### [EXCERPTED TEXT]
It identifies the following issues:
- The policy objective of postgraduate medical training is unclear. There is currently no consensus on the educational principles guiding postgraduate medical training. Moreover, there are no strong mechanisms for creating such consensus.
- There is currently no consensus on the role of doctors at various career stages.
- Weak DH policy development, implementation, and governance together with poor inter- and Intra-Departmental links adversely affected the planned reform of postgraduate training.
- Medical workforce planning is hampered by lack of clarity regarding doctors’ roles and does not align with other aspects of health policy. There is a policy vacuum regarding the potential massive increase in trainee numbers. Planning capacity is limited and training commissioning Budgets are vulnerable in England now that they are held at SHA level.
- The medical profession’s effective involvement in training policy-making has been weak.
- The management of postgraduate training is currently hampered by unclear principles, a weak contractual base, a lack of cohesion, a fragmented structure, and in England, deficient relationships with academia and service.
- The regulation of the continuum of medical education involves two bodies: GMC and PMETB, creating diseconomies in terms of both finance and expertise.

### [DATA EXTRACT]
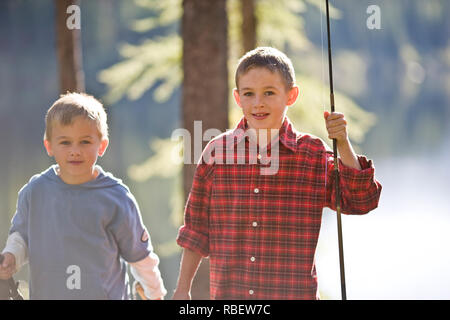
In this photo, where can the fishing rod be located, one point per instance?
(9, 288)
(336, 167)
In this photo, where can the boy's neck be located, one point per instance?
(73, 180)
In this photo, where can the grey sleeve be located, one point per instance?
(20, 219)
(130, 233)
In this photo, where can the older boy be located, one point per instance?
(260, 231)
(75, 223)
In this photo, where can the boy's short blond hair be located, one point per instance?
(269, 58)
(71, 105)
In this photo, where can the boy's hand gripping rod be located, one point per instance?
(336, 168)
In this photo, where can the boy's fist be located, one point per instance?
(336, 125)
(7, 266)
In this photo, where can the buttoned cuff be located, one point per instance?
(192, 240)
(359, 179)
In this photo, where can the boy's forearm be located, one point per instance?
(16, 245)
(347, 155)
(147, 273)
(189, 265)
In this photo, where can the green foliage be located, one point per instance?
(156, 64)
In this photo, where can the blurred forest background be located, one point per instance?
(392, 83)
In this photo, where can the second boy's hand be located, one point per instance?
(337, 129)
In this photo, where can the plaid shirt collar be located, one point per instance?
(288, 135)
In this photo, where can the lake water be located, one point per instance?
(401, 249)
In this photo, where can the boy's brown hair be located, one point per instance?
(71, 105)
(269, 58)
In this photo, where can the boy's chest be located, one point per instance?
(291, 182)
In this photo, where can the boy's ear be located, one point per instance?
(103, 145)
(293, 95)
(237, 98)
(48, 147)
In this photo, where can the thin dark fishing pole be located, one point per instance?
(336, 168)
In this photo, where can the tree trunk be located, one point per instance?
(68, 47)
(248, 25)
(205, 88)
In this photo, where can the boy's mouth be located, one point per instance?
(260, 115)
(75, 163)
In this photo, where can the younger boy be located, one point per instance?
(260, 231)
(75, 223)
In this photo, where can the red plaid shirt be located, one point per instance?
(260, 231)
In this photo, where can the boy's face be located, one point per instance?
(264, 98)
(75, 148)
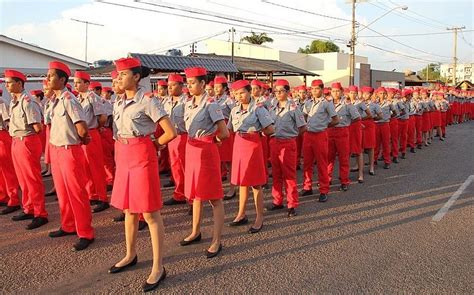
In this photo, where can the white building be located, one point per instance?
(463, 72)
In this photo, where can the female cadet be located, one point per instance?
(289, 123)
(355, 131)
(339, 135)
(383, 128)
(247, 120)
(225, 149)
(137, 184)
(369, 127)
(206, 127)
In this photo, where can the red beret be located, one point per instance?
(36, 92)
(195, 72)
(220, 80)
(82, 75)
(114, 74)
(240, 84)
(353, 88)
(281, 82)
(317, 83)
(57, 65)
(175, 78)
(15, 74)
(94, 84)
(127, 63)
(162, 83)
(336, 85)
(367, 89)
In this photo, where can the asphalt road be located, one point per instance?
(378, 237)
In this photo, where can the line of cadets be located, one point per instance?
(205, 131)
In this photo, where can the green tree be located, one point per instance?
(432, 70)
(258, 39)
(319, 46)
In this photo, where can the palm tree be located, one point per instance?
(258, 39)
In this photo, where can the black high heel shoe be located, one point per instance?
(117, 269)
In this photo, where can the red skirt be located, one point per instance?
(248, 165)
(47, 156)
(368, 134)
(436, 119)
(426, 127)
(355, 137)
(202, 172)
(137, 182)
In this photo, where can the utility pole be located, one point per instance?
(455, 59)
(352, 45)
(87, 29)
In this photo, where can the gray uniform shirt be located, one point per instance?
(254, 119)
(201, 119)
(137, 117)
(65, 112)
(346, 112)
(175, 109)
(24, 112)
(319, 112)
(288, 120)
(93, 107)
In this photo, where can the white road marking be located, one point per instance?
(440, 214)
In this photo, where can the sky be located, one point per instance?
(152, 29)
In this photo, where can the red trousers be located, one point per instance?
(26, 155)
(338, 144)
(394, 134)
(383, 138)
(411, 130)
(315, 148)
(283, 156)
(177, 152)
(108, 150)
(96, 185)
(402, 135)
(8, 180)
(419, 129)
(68, 166)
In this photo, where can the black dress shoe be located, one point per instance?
(10, 209)
(150, 287)
(60, 233)
(117, 269)
(253, 230)
(291, 212)
(274, 207)
(101, 207)
(306, 192)
(195, 240)
(82, 244)
(119, 218)
(50, 193)
(323, 198)
(169, 184)
(23, 216)
(210, 254)
(142, 225)
(243, 221)
(230, 197)
(37, 222)
(172, 202)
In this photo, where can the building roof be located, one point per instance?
(254, 65)
(47, 52)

### [WHAT TO WORK ON]
1. Reproduce the stretch of the excerpt on postgraduate medical training from "- Weak DH policy" through "of postgraduate training.".
2. Resume the excerpt on postgraduate medical training at the point where it stops.
The data has nothing to do with the excerpt on postgraduate medical training.

### [RESULTS OF THE EXERCISE]
1.
- Weak DH policy development, implementation, and governance together with poor inter- and Intra-Departmental links adversely affected the planned reform of postgraduate training.

2.
- The structure of postgraduate training proposed by MMC is unlikely to encourage or reward striving for excellence, offer appropriate flexibility to trainees, facilitate future workforce design, or meet the needs of particular groups (e.g. those with academic aspirations, or those pursuing non-consultant career grade experience). It risks creating another ‘lost tribe’ at FTSTA level.
The following corrective actions should be undertaken
- There must be clear shared principles for postgraduate medical training that emphasise
flexibility and an aspiration to excellence. - Consensus on the role of doctors needs to be reached by the end of 2008 and the service
contribution of trainees better acknowledged. - DH policy development, implementation and governance should be strengthened. DH should appoint a lead for medical education, and strengthen collaboration, particularly the
health:education sector partnership. - Workforce policy objectives must be integrated with training and service objectives.
- Medical workforce advisory machinery should be revised and enhanced. SHA workforce planning and commissioning should be subject to external scrutiny. Policies with respect to the current bulge in trainees and international medical graduates should be urgently resolved.
- The profession should develop a mechanism for providing coherent advice on matters affecting the entire profession.
- The accountability structure for postgraduate training and funding flows should be reviewed.
- Revised management structures should conform to agreed principles but reflect local circumstances. In England Graduate Schools should be trialled where supported locally.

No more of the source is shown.